WHAT NEEDS TO BE DONE:
Repeat, exactly and in full, the lines of the listing below, but without any pictures.

DATA TO USE:

--------

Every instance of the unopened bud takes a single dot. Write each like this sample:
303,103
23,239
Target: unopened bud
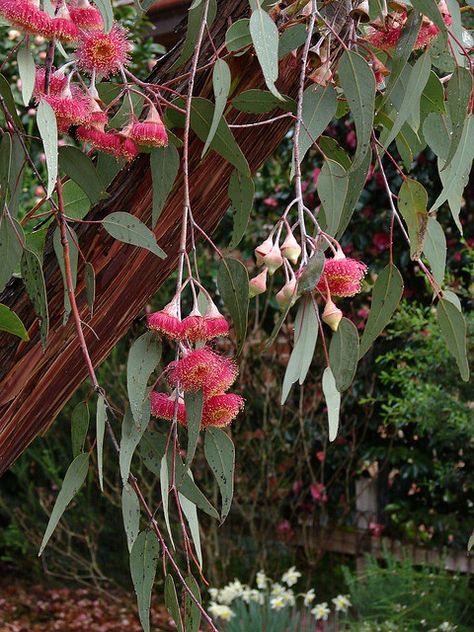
273,260
332,315
287,294
263,250
258,285
290,248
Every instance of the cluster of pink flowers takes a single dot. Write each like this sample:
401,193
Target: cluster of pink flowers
199,367
98,54
385,35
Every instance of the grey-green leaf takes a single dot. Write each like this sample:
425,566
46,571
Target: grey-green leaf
82,171
143,562
233,285
129,229
101,418
264,34
344,354
79,427
386,295
435,249
358,82
130,514
143,358
220,455
453,329
241,194
33,278
75,477
193,401
164,164
333,402
172,603
48,129
11,323
26,68
221,80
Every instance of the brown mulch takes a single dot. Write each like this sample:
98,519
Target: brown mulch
34,608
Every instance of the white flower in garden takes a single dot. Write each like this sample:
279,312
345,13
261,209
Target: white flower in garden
291,576
221,612
261,580
341,603
309,597
321,611
277,603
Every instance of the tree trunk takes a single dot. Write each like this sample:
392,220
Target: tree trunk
35,384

--------

PROBLEM SOLUTION:
Every instance of the unopened bud takes a single dot. Write each like this sample:
303,103
23,239
Target: unopened bud
273,260
332,315
287,294
263,250
258,285
290,248
Every instance of the cluster of pink flowers takes a single dot. Write each like this sample:
401,193
Target: cluster of pink flowers
199,367
98,54
385,35
Every instance of the grey-green leaf takes a single dot. Write each like this sample:
425,566
46,571
Target: grey-green leaf
82,171
143,562
233,285
129,229
101,418
264,34
344,354
79,427
386,295
435,249
358,82
130,514
143,358
220,455
453,329
241,194
33,278
75,477
193,401
164,164
333,402
172,603
48,129
11,323
26,68
221,80
Every instance of the brown mulch takes a single dot. Write each like this sample:
98,519
Target: brown mulch
34,608
Every instance of the white flower in garden takes a single dot. Write each like this sample:
279,312
345,13
261,209
Target: white flower in garden
291,576
221,612
261,580
341,603
309,597
321,611
277,603
Every instance of the tree trunk takes a single dot. Write each like this sample:
392,220
Target: tree trunk
35,384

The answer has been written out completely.